TRECHO FORNECIDO =
^^^^^^^^

Conversa (des)afinada

Sabemos desde 2007 que o Brasil sediará, em 2014, o magno evento ludopédico. A Taça do mundo é nossa, vamos lá vamos cantar. Cantar como as cigarras, porque de formigas pouco temos. Vejamos. O que foi feito até agora em quatro aninhos? Muito pouco para usar um eufemismo. Na undécima hora, para evitar entraves burocráticos, surgiu a Medida Provisória 527, na qual brilha um dispositivo singular – o tão comentado regime diferenciado de contratação, RDC. A peça deu margem a dúvidas, e apesar de pouco ainda poder nos impressionar, houve um rosnar geral de desaprovação. A redação é tal que há mais de uma interpretação possível. O senador Sarney parece não ter gostado e o fez com total isenção já que não há obra que se enquadrasse nesse RDC a beneficiar sua capitania. Outras vozes se ergueram e parece que a palavra cambalacho foi usada. Um claro exagero, obviamente. Diante da reação suscitada, surgiu uma versão oficial, o famoso: “Não era bem isso”. Mais ainda, no calor do debate “para lamentar”, um senador petista da Bahia sugeriu uma solução original. Bastaria negociar com o Executivo para que determinados itens indigestos fossem vetados. Ou seja, a MP 527 poderia vir com uma parte destacável, como um cupom – que daria direito a concorrer a uma entrada livre a esse show de non-sense. O veto antecederia a discussão “para lamentar”. A ordem dos tenores não altera o ‘conserto’. Exagerando um pouco, seria uma espécie de anacoluto – a tal mudança repentina da construção da frase, conforme se ensinava na era a.H (addad).

Falar em anacoluto parece fora de moda, mas quem se importa?

Para preservar nosso capital de “conhecimentos inúteis” no intrincado labirinto das figuras de linguagem, vale a pena fazer uma pequena recapitulação, relembrando alguns conceitos e deixando outros de lado e exemplificando. (Adianto tratar-se de um polissíndeto, que não será definido abaixo.) Mãos à obra:

Metáfora – Uma comparação subentendida.

Ex: O pensamento de Lula, farol luminoso do povo.

Sinestesia – Fusão de impressões sensoriais.

Ex: O linguajar do NOSSOEXPRESIDENTE é saboroso.

Catacrese – Emprego de uma palavra no sentido figurado.

Ex: Lula chutou o pau da barraca. Dirceu colocará os pingos nos is.

Metonímia – Substituição de uma palavra por outra, quando há uma lógica.

Ex: Os 300 picaretas para designar o Congresso. (O conteúdo pelo continente).

Perífrase ou Antonomásia – Designar algo pela sua característica.

Ex: Nosso Guia Luminoso, para fazer referência ao Nosso Guia Luminoso, ora! Ou Aquele cuja mãe nasceu analfabeta.

Eufemismo – Suavizar expressões que seriam desagradáveis

Ex: Aqueles aloprados...

Ironia – Reversão dos sentidos.

^^^^^^^^

CONJUNTO DE DADOS =

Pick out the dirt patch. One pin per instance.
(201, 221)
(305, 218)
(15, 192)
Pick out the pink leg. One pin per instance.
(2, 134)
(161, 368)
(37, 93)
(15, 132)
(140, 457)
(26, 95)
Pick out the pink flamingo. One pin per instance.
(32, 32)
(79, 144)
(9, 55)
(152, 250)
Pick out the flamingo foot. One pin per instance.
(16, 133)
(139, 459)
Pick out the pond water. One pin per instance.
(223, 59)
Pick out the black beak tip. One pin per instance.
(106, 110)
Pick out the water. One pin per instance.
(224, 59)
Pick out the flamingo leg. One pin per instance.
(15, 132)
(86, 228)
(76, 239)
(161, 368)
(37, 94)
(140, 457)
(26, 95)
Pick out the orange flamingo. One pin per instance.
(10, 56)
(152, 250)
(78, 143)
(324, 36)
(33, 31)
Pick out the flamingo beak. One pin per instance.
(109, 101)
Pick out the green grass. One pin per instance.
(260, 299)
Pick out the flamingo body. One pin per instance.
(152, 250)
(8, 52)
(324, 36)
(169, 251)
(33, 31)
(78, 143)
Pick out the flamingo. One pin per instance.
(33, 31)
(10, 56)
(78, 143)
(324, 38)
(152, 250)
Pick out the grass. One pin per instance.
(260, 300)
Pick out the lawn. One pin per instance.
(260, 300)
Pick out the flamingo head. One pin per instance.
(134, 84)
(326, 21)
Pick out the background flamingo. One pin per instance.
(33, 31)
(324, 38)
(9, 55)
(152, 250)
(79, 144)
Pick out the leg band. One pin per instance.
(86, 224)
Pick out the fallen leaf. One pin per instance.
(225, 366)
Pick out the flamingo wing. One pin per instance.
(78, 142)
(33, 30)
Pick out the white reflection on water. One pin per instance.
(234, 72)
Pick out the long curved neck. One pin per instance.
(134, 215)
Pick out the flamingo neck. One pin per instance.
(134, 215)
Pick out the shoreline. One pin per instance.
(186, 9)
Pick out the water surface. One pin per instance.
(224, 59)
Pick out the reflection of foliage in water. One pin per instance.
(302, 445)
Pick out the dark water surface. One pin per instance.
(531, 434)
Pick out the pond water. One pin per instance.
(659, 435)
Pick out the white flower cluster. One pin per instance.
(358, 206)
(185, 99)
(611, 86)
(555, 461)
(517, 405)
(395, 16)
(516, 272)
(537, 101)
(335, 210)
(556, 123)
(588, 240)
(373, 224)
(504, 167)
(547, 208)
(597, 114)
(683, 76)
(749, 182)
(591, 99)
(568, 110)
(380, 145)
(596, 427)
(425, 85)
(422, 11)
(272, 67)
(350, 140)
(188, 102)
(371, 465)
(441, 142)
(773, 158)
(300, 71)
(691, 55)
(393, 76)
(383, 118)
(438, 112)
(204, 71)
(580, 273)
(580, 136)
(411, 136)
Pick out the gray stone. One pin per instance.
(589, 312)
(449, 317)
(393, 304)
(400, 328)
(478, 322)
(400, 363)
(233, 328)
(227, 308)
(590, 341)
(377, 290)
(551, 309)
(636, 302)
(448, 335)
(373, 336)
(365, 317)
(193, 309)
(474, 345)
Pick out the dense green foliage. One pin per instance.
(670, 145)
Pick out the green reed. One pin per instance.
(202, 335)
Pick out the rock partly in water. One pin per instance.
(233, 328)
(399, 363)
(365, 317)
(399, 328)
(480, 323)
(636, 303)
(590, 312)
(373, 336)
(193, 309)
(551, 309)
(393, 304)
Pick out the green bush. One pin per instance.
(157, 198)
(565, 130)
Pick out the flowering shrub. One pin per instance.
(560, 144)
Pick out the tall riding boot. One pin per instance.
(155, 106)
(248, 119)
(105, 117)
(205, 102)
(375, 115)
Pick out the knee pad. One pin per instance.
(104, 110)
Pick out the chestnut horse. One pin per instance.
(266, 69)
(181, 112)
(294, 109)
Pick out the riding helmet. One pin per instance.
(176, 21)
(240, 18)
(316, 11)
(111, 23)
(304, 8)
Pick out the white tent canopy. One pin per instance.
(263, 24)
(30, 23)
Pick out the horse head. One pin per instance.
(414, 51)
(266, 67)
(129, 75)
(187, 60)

^^^^^^^^

DESAFIO 1 =
Diga se cada afirmação concorda com o trecho fornecido. Responda sim ou não e cite literalmente as palavras do trecho que decidem: (a) Desde 2007 se sabe que o Brasil sediará o evento de 2014. (b) A redação da Medida Provisória 527 admite uma única interpretação. (c) O polissíndeto é definido na lista de figuras de linguagem.
DESAFIO 2 =
Reproduza do trecho fornecido a parte que vai de "Sinestesia – Fusão" a "há uma lógica.", incluindo ambas.

RESPOSTA COMPLETA 1 =
(a) Sim: "Sabemos desde 2007 que o Brasil sediará, em 2014, o magno evento ludopédico."
(b) Não: "A redação é tal que há mais de uma interpretação possível."
(c) Não: "Adianto tratar-se de um polissíndeto, que não será definido abaixo."

RESPOSTA COMPLETA 2 =
Sinestesia – Fusão de impressões sensoriais.

Ex: O linguajar do NOSSOEXPRESIDENTE é saboroso.

Catacrese – Emprego de uma palavra no sentido figurado.

Ex: Lula chutou o pau da barraca. Dirceu colocará os pingos nos is.

Metonímia – Substituição de uma palavra por outra, quando há uma lógica.